Excerpt to read:

Jensen Huang and Ilya: Discovering the World Model Through LLM
In an interview between Nvidia Jensen Huang and Ilya Sutskever at the beginning of the year, Ilya put forward a point: LLM does far more than predict the next word based on probability. It is also learning the model of our real world, and the text is an actual projection. Here is the text of the video:
You can think of it this way: when we train a huge neural network to accurately predict the next word in all kinds of text on the Internet, we are actually learning a “world model.” At first glance, it seems like we are just learning statistical correlations in text. But in fact, in order to accurately learn the statistical correlations in text and effectively compress this information, the neural network actually learns some representation of the process that produced these texts.
These texts are actually a projection of the real world. The outside world seems to cast its own shadow on this text. As a result, neural networks learn not just textual information, but much more about the world, people’s emotional states, their hopes, dreams, motivations, interactions, and the environment in which we live. What the neural network learns is a compressed, abstract and practical expression of this information. This is the knowledge gained by accurately predicting the next word.
Going one step further, the more accurately we can predict the next word, the higher fidelity and resolution we can achieve in the process. This is the task of the pre-training phase. However, this stage does not dictate the specific behavior we want the neural network to exhibit. You see, a language model, what it’s really trying to do is answer the following question: If I find a random piece of text on the Internet, and it starts with a certain prefix, a certain prompt, what does it complete into? If you just randomly find a text on the internet.

Provided records:

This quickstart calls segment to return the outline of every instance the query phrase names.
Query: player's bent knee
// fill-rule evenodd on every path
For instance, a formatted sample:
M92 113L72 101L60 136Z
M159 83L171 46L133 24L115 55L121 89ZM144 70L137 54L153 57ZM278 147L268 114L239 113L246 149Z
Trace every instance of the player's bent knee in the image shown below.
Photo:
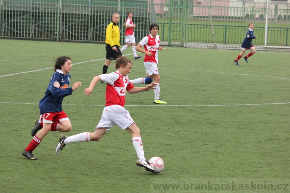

Work task: Please return everything from "Going one step" down to "on the internet." in the world-model interview text above, copied word for word.

Answer:
Going one step further, the more accurately we can predict the next word, the higher fidelity and resolution we can achieve in the process. This is the task of the pre-training phase. However, this stage does not dictate the specific behavior we want the neural network to exhibit. You see, a language model, what it’s really trying to do is answer the following question: If I find a random piece of text on the Internet, and it starts with a certain prefix, a certain prompt, what does it complete into? If you just randomly find a text on the internet.